In the forum exchange about war below, why does the person replying to War Chief Will feel it is their duty to be very critical and skeptical of all elements of warfare? Explain in one to three sentences.

• _Document passage_
====

War Chief Will said:
War is it good: It helps stimulate the economy. Makes use of ALL the equipment the tax payers PAID for. Also, brings nations togeather in a sense of national pride and unity. It brings down evil tyrants(.....rarely however....)
SOOOOOOOOOOOOOOO........What's your take on war?
I work in the defense industry and, to some extent, I'm proud of what I do. I'd be fucking crazy to actually like war, however -- hell, as someone who's involved in this stuff, I feel it's pretty much my
duty to be very critical and skeptical of all elements of warfare (and culturally knowledgeable about it, too).
As far as this thread goes, I think you're flat-out wrong on most points.

====

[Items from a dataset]

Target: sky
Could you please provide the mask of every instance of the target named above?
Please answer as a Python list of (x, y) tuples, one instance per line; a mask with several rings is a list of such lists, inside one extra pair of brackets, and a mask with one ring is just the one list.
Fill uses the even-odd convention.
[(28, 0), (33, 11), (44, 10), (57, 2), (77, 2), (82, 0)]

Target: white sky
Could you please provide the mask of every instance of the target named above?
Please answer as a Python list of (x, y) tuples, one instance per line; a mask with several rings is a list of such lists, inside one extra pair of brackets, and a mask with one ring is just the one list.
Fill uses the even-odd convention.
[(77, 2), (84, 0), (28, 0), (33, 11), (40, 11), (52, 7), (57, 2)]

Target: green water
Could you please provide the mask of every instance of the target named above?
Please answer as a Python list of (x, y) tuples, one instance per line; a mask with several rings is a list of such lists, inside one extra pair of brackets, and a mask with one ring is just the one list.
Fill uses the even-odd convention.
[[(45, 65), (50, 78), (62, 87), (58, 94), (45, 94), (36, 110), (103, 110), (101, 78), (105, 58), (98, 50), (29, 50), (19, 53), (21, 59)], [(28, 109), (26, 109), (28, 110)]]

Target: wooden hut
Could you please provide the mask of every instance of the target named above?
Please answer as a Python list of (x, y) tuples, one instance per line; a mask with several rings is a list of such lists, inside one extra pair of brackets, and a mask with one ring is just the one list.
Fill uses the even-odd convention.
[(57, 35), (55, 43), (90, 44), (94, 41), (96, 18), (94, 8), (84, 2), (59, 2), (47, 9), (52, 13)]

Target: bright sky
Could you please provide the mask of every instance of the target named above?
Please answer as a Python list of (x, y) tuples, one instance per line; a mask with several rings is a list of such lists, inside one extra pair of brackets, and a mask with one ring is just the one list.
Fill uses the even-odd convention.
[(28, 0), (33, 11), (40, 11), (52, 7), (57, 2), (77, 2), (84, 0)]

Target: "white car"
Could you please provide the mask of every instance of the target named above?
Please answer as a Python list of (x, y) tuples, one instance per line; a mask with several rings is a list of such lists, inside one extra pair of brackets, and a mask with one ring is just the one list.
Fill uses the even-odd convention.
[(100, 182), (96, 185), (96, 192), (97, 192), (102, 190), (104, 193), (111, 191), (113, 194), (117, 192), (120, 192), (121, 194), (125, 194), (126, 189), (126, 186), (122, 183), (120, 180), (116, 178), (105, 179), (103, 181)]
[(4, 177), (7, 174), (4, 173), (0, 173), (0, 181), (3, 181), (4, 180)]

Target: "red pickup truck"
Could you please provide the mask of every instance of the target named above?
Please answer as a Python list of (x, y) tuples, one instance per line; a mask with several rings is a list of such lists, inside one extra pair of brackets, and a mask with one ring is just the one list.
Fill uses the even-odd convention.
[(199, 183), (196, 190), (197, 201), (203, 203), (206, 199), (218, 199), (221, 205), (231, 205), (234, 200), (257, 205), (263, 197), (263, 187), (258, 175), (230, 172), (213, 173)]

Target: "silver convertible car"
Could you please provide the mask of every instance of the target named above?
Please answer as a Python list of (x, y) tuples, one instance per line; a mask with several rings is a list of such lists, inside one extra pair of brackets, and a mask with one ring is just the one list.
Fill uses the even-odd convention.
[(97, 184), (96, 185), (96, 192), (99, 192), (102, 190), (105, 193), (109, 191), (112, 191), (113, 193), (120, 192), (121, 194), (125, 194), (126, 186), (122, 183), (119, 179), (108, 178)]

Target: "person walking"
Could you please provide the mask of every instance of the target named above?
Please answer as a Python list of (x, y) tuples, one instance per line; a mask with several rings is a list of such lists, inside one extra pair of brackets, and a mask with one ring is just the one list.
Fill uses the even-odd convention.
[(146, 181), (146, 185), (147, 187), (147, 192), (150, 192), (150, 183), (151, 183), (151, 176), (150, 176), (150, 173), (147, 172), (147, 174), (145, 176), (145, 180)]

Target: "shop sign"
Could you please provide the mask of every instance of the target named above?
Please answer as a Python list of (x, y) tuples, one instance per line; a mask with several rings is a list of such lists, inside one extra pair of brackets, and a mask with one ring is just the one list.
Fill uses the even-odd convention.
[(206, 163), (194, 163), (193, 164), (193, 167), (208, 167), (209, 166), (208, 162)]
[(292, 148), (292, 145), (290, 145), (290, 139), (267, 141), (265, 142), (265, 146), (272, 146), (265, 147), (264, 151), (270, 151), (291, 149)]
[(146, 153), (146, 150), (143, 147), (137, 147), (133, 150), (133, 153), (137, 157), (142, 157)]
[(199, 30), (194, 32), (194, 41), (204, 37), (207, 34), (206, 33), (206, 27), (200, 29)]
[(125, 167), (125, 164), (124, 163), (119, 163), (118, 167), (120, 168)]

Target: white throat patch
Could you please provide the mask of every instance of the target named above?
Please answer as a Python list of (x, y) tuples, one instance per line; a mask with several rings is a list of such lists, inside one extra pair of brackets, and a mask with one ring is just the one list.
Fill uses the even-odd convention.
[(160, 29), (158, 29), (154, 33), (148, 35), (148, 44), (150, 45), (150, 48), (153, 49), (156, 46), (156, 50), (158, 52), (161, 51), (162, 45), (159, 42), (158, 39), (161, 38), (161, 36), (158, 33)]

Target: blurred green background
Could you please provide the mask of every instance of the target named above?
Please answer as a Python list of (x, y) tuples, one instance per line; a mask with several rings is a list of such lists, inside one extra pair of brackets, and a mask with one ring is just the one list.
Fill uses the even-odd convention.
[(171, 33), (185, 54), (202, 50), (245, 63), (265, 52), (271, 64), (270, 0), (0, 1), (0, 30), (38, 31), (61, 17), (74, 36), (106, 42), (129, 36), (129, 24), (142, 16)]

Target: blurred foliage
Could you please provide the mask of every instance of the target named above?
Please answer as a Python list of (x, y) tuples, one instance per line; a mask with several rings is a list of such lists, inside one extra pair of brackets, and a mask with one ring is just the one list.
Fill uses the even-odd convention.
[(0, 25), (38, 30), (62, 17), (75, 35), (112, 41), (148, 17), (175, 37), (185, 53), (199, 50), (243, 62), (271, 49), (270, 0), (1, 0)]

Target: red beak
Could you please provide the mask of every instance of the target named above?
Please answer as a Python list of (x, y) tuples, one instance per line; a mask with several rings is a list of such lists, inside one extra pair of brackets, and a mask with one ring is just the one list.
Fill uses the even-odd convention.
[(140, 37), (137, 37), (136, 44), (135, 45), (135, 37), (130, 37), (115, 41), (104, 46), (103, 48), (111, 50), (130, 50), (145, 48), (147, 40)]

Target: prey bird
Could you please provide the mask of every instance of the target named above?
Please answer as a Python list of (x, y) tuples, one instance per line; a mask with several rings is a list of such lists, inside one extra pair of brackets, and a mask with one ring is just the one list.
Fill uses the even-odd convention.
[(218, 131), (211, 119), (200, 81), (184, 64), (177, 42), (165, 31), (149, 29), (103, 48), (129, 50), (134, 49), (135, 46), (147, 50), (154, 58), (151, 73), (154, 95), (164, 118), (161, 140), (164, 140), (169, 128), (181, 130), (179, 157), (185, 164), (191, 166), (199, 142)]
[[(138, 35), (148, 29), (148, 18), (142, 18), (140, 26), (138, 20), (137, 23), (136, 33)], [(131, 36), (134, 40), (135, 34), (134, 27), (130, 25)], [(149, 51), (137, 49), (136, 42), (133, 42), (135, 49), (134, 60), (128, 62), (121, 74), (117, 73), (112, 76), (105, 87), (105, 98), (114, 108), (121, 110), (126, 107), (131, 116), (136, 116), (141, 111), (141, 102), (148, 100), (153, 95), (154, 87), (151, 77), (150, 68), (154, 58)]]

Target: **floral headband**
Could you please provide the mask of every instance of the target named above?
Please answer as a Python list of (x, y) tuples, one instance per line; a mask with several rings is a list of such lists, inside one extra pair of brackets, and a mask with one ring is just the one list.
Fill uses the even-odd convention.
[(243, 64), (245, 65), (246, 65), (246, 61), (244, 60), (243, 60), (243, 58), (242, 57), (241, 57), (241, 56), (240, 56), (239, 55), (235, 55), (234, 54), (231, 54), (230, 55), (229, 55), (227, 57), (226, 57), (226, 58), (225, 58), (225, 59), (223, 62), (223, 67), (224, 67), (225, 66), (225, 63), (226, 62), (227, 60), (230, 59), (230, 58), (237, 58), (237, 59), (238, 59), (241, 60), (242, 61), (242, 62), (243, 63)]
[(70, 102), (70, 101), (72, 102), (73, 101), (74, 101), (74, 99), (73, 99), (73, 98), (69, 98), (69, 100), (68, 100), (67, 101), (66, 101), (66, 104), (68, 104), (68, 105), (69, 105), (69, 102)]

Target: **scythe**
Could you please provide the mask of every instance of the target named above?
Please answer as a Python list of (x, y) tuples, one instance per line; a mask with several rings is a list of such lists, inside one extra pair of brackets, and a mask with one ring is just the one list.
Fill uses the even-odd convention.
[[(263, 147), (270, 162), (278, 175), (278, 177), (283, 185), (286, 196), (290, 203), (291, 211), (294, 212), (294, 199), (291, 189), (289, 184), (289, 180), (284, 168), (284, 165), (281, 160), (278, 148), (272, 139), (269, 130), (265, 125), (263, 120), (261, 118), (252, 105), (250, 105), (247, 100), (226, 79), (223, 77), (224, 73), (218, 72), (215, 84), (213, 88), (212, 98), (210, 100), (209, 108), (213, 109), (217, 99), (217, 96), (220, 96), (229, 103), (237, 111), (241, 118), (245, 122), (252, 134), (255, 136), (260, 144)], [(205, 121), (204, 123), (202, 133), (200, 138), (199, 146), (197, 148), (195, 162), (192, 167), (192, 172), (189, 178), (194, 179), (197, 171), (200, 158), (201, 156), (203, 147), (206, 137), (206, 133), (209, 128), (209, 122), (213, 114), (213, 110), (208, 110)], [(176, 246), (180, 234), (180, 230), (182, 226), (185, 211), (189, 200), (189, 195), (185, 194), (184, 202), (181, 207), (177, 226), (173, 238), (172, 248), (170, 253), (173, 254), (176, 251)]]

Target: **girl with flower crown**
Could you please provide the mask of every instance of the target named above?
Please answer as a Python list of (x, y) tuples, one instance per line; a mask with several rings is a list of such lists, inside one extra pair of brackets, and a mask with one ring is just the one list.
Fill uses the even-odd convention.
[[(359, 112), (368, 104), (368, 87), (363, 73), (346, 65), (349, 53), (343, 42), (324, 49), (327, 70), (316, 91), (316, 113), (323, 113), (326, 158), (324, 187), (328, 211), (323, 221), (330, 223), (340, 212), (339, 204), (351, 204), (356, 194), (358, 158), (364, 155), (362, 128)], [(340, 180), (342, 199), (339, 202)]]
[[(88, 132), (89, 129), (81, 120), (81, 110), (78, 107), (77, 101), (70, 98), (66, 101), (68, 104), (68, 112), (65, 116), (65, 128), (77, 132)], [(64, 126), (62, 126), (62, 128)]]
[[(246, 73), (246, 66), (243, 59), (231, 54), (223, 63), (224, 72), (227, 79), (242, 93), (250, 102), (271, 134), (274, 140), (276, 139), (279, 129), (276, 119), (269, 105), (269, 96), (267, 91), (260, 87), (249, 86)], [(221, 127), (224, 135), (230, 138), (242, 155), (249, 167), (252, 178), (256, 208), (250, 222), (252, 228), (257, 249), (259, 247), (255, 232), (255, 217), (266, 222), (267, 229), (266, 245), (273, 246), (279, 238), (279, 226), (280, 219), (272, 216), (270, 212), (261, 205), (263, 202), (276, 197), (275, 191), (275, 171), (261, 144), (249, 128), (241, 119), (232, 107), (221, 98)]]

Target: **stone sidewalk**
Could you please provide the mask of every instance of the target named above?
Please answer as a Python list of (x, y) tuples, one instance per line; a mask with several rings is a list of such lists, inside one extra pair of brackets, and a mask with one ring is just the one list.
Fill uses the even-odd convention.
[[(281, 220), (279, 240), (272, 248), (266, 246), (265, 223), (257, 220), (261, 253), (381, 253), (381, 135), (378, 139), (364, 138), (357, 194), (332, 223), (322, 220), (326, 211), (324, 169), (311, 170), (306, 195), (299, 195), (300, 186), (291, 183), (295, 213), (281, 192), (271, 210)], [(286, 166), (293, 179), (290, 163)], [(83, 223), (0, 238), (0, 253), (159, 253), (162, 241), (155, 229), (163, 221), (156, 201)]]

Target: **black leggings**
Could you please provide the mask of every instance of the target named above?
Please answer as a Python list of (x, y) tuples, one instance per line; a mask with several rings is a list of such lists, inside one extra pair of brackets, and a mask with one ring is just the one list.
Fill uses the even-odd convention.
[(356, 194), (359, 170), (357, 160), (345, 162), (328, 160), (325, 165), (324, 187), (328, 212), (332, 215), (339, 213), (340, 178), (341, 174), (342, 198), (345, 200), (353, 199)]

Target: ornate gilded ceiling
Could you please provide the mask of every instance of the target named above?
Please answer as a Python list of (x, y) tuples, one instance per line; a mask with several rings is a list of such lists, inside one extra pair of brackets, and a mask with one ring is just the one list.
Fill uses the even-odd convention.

====

• _Answer for the task_
The person replying works in the defense industry and is therefore involved in warfare. That involvement is why they feel it is their duty to be very critical and skeptical of all elements of war, and culturally knowledgeable about it.